What is needed
Tally the lines in the items below that contain the string "dark", with case counting, and reply with only the number.

Records for this task
-*-*-

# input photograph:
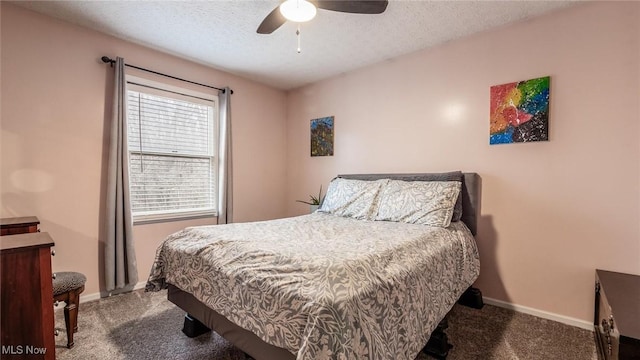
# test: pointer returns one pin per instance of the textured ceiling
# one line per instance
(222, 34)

-*-*-

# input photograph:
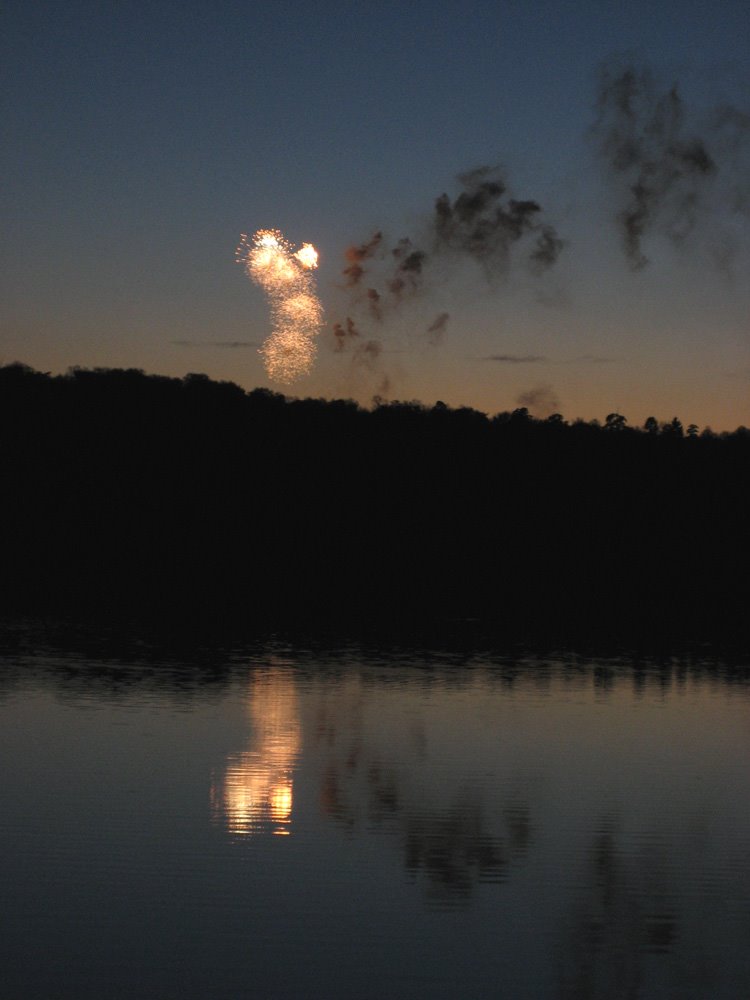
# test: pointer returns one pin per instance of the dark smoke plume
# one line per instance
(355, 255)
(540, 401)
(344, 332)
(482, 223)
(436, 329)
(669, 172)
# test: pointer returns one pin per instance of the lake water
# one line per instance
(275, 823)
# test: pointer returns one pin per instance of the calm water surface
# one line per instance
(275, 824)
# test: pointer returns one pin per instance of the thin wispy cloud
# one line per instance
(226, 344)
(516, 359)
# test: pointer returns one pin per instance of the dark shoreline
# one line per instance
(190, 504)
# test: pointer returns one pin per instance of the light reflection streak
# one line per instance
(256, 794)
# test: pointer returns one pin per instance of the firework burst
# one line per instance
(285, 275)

-*-*-

Task response
2